__What you are asked to do__. Return, word for word, the passage of the essay on flag and anthem protests starting at "Person One, based" and ending at "indeed, denigrating America.".

All this, it seems to me, applies to our current raging and divisive protest about protest involving the symbols of the American flag and the Star-Spangled Banner.

American flag against blue sky

Person One, based on her/his sense of self and life’s experience, beholding the flag and hearing the national anthem, believing they signify American liberty and equality, stands, salutes, and sings.

Amercian flag, tattered, behind fence and barbed wire

Person Two, based on her/his sense of self and life’s experience, believing these symbols to be signs of personal and systemic denial of liberty and equality, sits or kneels, locks arms or raises a fist.

Person One criticizes Person Two for disrespecting the flag and anthem, indeed, denigrating America.

Person Two criticizes Person One for pledging allegiance to a system in which the equality of opportunity, indeed, “Life, Liberty and the pursuit of Happiness” are oft deferred, at times, denied based on inherent human qualities of race and gender.

It seems to me that Person One and Person Two are entitled to their points of view and to behave in ways, short of violence, that reflect their perspectives.

It seems to me that if Person One and Person Two could and would dialogue they might arrive at a new place of mutual understanding.

Now, this doesn’t seem to me, for this, based on my sense of self and life’s experience, I know. Whenever I, with respect, listen to another, I, at the end of our dialogue, may not be able to say, “I agree with you”, but, and it never fails, I can say, “I understand your point of view, indeed, I understand you and, therefore, why and how you stand and sing or sit or kneel, lock arms or raise a fist.”

my intentional protests

On Friday, September 22, 2017, President Donald Trump spoke at a Huntsville, Alabama, campaign rally, ostensibly to support U.S. Senator-appointee pro tem Luther Strange, embroiled in a tight runoff election race to succeed U.S. Attorney General Jeff Sessions. Mr. Trump, already America’s Tweeter-in-Chief, at all hours freely firing off 140-character (in my view, insubstantial, thus, misfired) commentaries on matters great and varied, has fast become our national and self-styled Riffer-in-Chief known for his impromptu reflections on current events. At that rally, Mr. Trump offered this unscripted appraisal: “Wouldn’t you love to see one of these NFL[1] owners, when somebody disrespects our flag, to say ‘Get that son of a bitch off the field right now! Out! He’s fired! He’s fired!’?”[2]

The reactions to the president’s comments have been swift and divergent. Senator Strange, surely speaking for many, said, “Our supporters are very deeply patriotic, they respect the values that the president represents and what he stood for at that rally…I think it was well received, I couldn’t agree with the president more.” NFL Commissioner Roger Goodell and others rebuked the president’s remarks as “divisive” and reaffirmed the rights of players to exercise free speech. At a number of yesterday’s NFL games, during the playing of the national anthem, many players knelt or locked arms and, in one or two cases, remained in the locker rooms, taking the field later.

__Records provided__.
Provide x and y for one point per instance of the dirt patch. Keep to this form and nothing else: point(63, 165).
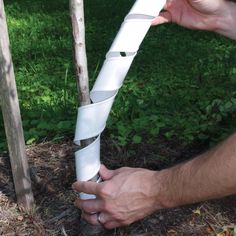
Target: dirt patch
point(54, 213)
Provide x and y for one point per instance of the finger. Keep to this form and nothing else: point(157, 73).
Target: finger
point(89, 206)
point(164, 17)
point(112, 225)
point(105, 173)
point(86, 187)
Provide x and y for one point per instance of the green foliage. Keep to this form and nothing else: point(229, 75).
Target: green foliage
point(181, 84)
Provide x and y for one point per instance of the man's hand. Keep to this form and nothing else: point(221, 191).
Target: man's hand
point(212, 15)
point(125, 196)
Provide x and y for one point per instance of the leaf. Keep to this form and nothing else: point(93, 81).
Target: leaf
point(137, 139)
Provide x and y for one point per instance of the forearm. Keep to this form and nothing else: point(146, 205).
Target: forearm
point(209, 176)
point(226, 25)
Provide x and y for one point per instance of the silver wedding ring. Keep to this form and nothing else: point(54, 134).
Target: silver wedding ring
point(99, 218)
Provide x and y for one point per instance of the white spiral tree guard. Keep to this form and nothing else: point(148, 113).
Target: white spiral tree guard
point(91, 119)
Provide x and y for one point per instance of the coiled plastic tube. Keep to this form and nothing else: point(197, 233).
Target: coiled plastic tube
point(91, 119)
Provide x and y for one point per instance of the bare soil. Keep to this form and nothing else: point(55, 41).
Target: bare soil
point(55, 214)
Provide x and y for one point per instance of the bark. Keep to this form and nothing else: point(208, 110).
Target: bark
point(12, 119)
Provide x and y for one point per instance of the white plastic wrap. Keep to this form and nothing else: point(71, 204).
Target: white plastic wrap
point(91, 119)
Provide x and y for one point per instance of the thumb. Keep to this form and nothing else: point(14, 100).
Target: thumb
point(105, 173)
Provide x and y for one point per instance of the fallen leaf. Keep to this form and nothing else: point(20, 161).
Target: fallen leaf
point(20, 218)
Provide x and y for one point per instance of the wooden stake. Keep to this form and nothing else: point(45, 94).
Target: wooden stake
point(12, 119)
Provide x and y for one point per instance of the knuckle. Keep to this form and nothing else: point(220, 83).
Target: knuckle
point(104, 191)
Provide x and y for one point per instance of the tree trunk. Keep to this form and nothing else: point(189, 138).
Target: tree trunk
point(82, 81)
point(12, 119)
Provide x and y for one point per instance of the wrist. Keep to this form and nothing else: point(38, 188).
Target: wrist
point(225, 25)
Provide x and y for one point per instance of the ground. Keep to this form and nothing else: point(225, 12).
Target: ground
point(55, 214)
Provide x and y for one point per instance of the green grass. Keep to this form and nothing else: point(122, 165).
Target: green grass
point(181, 84)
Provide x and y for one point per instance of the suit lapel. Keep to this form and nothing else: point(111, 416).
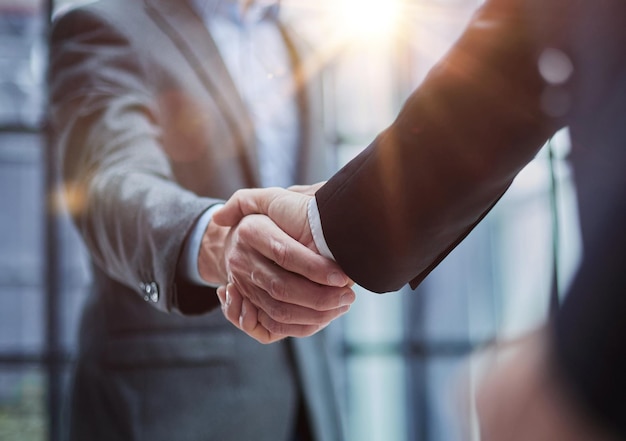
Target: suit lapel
point(190, 35)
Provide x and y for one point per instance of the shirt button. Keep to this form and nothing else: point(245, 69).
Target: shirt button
point(151, 291)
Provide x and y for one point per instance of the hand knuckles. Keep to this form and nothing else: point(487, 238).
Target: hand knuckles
point(280, 313)
point(278, 290)
point(280, 252)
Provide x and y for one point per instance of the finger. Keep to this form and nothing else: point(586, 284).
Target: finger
point(231, 304)
point(244, 202)
point(248, 319)
point(284, 312)
point(283, 329)
point(290, 288)
point(262, 234)
point(256, 331)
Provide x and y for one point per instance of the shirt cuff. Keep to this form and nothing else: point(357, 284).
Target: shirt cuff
point(315, 223)
point(188, 265)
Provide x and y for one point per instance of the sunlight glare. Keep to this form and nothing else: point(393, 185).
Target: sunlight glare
point(367, 20)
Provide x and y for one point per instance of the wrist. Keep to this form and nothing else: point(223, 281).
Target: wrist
point(211, 261)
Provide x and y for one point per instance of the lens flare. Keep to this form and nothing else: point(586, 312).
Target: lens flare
point(367, 20)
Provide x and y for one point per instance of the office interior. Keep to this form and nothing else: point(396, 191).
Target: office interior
point(401, 358)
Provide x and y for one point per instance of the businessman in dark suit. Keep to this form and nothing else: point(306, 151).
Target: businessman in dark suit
point(155, 124)
point(521, 70)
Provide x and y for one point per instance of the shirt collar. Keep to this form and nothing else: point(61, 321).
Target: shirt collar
point(238, 11)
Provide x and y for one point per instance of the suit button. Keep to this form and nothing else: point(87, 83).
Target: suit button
point(151, 291)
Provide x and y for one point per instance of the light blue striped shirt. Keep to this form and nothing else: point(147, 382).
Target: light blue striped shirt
point(257, 58)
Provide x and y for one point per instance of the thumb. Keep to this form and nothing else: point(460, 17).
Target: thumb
point(244, 202)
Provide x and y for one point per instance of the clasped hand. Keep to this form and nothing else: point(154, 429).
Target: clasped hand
point(277, 283)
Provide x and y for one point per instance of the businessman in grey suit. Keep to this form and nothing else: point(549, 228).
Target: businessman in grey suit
point(158, 114)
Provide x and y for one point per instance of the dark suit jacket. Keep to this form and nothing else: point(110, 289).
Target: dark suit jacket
point(392, 214)
point(150, 131)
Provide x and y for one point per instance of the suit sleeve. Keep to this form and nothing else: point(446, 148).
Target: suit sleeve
point(394, 212)
point(117, 179)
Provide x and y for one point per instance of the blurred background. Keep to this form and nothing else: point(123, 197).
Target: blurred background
point(401, 357)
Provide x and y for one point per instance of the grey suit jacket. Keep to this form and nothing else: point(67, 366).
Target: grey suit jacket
point(150, 131)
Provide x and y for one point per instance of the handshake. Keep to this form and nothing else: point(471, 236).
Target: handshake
point(273, 281)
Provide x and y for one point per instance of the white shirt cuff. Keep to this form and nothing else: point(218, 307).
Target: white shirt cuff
point(188, 266)
point(315, 223)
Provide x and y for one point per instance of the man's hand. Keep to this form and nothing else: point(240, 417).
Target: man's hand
point(278, 285)
point(523, 398)
point(288, 209)
point(294, 291)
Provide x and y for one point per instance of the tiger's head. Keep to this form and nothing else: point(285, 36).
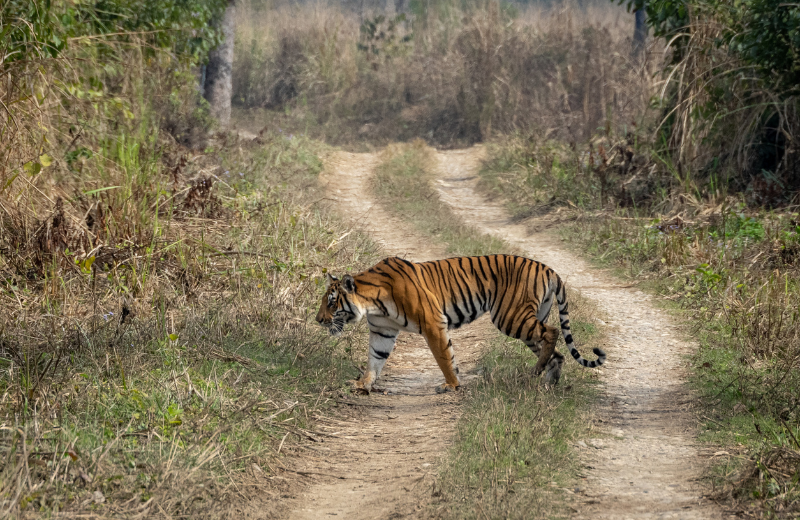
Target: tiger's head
point(340, 304)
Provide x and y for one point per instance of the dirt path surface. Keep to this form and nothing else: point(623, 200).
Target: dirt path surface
point(379, 457)
point(647, 464)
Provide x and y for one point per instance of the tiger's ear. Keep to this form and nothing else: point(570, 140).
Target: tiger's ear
point(329, 280)
point(348, 284)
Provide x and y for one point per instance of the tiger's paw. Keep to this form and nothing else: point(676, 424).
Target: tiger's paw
point(443, 388)
point(359, 388)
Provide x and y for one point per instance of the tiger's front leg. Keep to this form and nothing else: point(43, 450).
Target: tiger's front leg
point(381, 344)
point(442, 349)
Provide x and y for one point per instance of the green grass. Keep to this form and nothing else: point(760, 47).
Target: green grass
point(165, 376)
point(730, 274)
point(512, 455)
point(403, 181)
point(737, 277)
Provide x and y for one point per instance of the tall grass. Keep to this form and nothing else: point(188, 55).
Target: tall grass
point(450, 73)
point(404, 182)
point(154, 337)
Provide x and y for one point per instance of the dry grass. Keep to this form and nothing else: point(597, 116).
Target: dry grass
point(464, 75)
point(736, 273)
point(404, 182)
point(155, 344)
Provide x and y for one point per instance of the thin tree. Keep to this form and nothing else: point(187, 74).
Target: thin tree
point(639, 32)
point(218, 87)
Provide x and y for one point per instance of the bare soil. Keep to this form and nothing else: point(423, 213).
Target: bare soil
point(644, 461)
point(381, 453)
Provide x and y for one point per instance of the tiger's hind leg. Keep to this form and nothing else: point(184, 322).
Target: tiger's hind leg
point(442, 349)
point(381, 344)
point(540, 338)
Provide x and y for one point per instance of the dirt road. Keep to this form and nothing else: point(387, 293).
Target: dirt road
point(647, 464)
point(378, 460)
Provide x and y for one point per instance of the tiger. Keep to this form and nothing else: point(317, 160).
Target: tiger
point(431, 298)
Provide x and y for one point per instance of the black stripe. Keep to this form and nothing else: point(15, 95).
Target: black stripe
point(379, 354)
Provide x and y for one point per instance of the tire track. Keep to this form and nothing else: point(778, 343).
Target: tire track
point(647, 465)
point(380, 456)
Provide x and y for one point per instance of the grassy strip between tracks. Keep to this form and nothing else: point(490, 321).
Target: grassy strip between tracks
point(512, 455)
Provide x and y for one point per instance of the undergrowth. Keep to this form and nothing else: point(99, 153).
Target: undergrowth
point(512, 455)
point(731, 267)
point(156, 281)
point(452, 73)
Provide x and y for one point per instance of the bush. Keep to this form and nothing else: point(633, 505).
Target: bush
point(448, 73)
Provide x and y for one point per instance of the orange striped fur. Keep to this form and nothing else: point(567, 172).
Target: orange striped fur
point(430, 298)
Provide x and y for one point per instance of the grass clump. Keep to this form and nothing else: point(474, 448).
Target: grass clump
point(450, 72)
point(156, 281)
point(404, 182)
point(165, 375)
point(729, 265)
point(512, 455)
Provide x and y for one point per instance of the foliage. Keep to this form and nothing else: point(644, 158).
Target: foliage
point(404, 180)
point(38, 29)
point(449, 72)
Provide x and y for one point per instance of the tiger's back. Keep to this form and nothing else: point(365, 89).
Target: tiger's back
point(433, 297)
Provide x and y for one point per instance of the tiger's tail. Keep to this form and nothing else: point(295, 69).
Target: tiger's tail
point(563, 316)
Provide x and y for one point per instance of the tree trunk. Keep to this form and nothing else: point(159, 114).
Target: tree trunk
point(639, 32)
point(218, 86)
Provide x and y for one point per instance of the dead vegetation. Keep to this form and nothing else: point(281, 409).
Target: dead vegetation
point(452, 74)
point(154, 339)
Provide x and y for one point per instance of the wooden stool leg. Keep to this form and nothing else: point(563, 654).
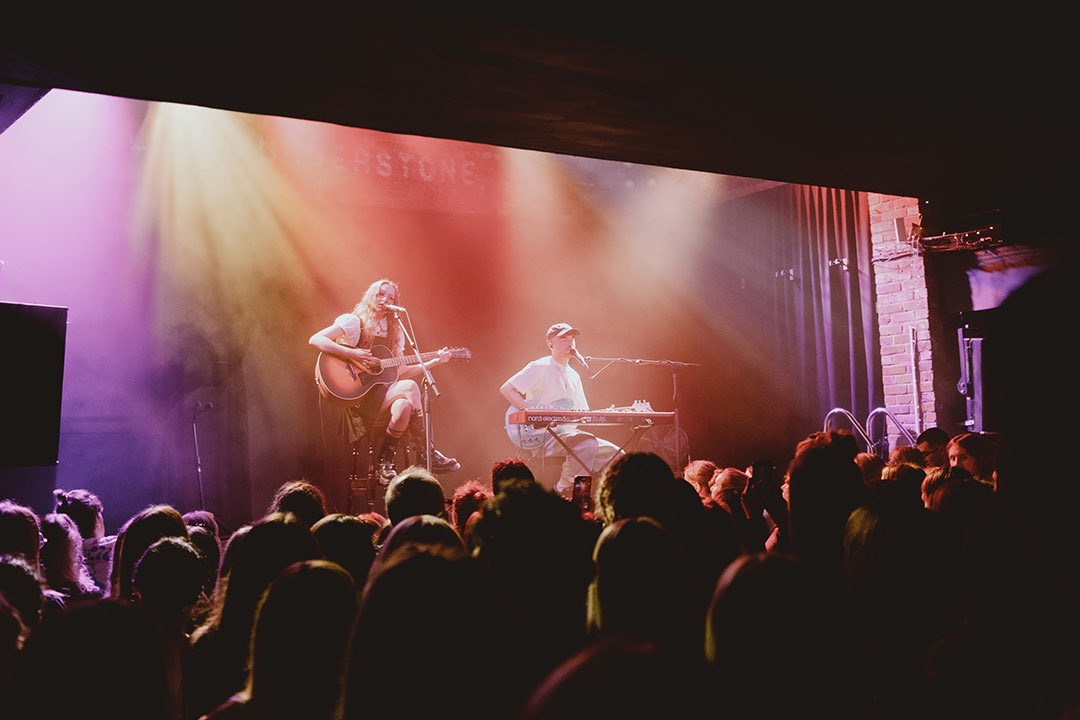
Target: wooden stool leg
point(353, 478)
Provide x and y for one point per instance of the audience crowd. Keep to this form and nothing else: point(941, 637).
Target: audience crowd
point(847, 586)
point(939, 582)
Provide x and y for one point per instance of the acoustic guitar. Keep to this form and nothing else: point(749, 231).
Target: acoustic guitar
point(350, 380)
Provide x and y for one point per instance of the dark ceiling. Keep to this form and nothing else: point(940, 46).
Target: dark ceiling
point(971, 114)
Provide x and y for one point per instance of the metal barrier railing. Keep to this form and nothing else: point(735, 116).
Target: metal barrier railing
point(854, 424)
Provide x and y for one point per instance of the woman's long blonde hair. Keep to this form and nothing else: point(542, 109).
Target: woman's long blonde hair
point(365, 310)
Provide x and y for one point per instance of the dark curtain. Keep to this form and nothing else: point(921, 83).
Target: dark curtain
point(826, 307)
point(792, 277)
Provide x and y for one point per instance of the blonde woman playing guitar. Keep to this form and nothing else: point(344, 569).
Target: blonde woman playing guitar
point(351, 338)
point(551, 381)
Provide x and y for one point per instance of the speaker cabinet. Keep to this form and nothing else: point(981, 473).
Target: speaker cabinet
point(31, 380)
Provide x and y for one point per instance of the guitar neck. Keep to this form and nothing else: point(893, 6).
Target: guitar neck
point(408, 360)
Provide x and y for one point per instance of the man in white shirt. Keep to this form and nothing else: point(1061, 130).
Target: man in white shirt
point(551, 381)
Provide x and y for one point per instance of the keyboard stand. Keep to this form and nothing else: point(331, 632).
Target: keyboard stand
point(638, 431)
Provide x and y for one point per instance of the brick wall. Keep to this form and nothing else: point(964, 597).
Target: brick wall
point(902, 308)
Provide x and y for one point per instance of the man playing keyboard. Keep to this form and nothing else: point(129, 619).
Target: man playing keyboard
point(551, 381)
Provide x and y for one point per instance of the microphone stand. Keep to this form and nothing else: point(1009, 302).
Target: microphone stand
point(429, 381)
point(200, 408)
point(675, 366)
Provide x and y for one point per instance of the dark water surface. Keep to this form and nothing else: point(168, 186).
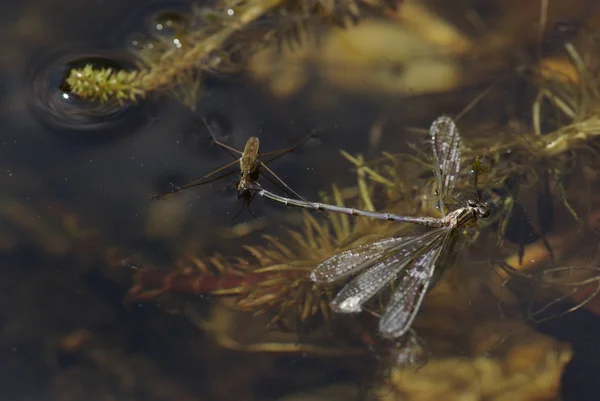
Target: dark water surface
point(75, 184)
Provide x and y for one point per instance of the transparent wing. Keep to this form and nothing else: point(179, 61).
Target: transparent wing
point(445, 142)
point(405, 302)
point(382, 271)
point(348, 262)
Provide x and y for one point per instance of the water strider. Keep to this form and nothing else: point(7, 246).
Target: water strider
point(411, 260)
point(250, 165)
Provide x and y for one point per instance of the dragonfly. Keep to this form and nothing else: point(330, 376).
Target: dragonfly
point(412, 262)
point(250, 166)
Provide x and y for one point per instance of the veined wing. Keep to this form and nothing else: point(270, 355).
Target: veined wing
point(406, 299)
point(445, 143)
point(382, 271)
point(345, 263)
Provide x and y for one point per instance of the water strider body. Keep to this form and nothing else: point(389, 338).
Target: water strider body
point(410, 261)
point(250, 168)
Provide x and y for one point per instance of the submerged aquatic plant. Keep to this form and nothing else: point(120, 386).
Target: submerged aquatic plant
point(217, 39)
point(274, 278)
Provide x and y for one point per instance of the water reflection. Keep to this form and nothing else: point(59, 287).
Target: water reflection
point(76, 226)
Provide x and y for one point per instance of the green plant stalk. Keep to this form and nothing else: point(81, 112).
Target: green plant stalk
point(104, 84)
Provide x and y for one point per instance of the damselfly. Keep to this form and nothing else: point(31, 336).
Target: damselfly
point(410, 260)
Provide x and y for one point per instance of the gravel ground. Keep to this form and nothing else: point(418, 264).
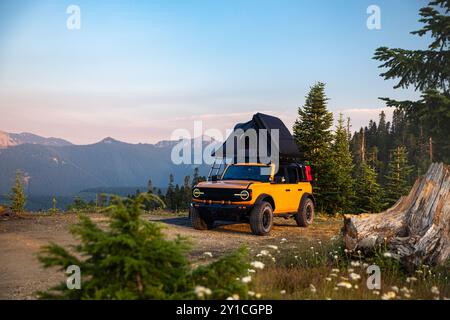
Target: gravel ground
point(20, 239)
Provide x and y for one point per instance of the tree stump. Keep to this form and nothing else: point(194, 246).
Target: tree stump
point(416, 229)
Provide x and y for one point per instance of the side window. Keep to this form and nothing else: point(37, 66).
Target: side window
point(281, 175)
point(301, 173)
point(292, 174)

__Result for this exercise__.
Person One, based on her/his sense of self and life’s experience, beholding the flag and hearing the national anthem, believing they signify American liberty and equality, stands, salutes, and sings.

Amercian flag, tattered, behind fence and barbed wire

Person Two, based on her/his sense of self and life’s experience, believing these symbols to be signs of personal and systemic denial of liberty and equality, sits or kneels, locks arms or raises a fist.

Person One criticizes Person Two for disrespecting the flag and anthem, indeed, denigrating America.